Excerpted data →
+ + +
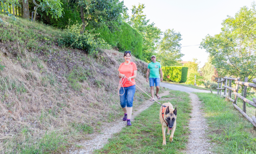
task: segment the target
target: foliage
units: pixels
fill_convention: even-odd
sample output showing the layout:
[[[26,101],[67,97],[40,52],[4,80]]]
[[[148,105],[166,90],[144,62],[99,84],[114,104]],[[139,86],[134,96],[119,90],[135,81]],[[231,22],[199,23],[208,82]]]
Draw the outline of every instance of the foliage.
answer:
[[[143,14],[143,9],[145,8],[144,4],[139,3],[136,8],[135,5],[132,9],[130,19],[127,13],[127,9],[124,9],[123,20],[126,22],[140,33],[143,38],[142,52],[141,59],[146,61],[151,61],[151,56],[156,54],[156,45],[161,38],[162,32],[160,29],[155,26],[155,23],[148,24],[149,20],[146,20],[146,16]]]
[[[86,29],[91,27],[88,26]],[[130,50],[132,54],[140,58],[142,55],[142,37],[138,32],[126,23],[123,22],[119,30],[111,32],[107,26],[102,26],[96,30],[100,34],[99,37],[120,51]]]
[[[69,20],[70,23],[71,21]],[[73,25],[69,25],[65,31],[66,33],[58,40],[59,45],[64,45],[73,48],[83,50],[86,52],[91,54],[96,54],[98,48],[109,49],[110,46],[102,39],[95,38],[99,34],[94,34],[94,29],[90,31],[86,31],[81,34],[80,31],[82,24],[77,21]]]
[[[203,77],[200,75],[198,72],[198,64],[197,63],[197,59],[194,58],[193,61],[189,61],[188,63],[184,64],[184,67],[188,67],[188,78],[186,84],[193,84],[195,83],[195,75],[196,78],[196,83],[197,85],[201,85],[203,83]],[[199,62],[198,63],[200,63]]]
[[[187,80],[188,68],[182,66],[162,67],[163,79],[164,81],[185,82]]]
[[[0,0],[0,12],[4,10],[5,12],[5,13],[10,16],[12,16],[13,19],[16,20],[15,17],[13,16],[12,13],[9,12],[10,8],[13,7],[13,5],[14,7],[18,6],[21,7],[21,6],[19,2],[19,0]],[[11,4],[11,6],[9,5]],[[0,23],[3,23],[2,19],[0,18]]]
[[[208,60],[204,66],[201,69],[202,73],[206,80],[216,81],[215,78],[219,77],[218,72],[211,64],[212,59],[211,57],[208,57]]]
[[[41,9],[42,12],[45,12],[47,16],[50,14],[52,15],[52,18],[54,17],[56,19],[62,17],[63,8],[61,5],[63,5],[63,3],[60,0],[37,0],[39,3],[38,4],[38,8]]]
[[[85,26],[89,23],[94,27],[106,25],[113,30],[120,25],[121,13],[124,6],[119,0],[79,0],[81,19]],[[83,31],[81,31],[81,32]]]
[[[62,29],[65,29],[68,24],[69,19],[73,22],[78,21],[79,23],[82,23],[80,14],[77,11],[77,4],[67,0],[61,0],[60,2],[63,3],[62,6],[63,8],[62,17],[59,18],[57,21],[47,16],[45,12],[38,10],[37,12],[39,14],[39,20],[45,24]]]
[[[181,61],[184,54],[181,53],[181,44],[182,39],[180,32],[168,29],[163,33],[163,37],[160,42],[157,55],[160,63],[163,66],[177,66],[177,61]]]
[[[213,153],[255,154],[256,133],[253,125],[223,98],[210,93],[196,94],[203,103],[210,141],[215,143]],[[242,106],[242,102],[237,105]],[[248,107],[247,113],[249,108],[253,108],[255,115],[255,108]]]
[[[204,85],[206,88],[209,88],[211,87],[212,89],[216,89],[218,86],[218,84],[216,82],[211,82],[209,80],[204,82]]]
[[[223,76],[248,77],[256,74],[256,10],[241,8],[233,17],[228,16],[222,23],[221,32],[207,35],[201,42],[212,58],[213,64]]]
+ + +
What to do → Count the lines of the records that contain the string "target", with case counting, and give only the number.

Completed exercise → 2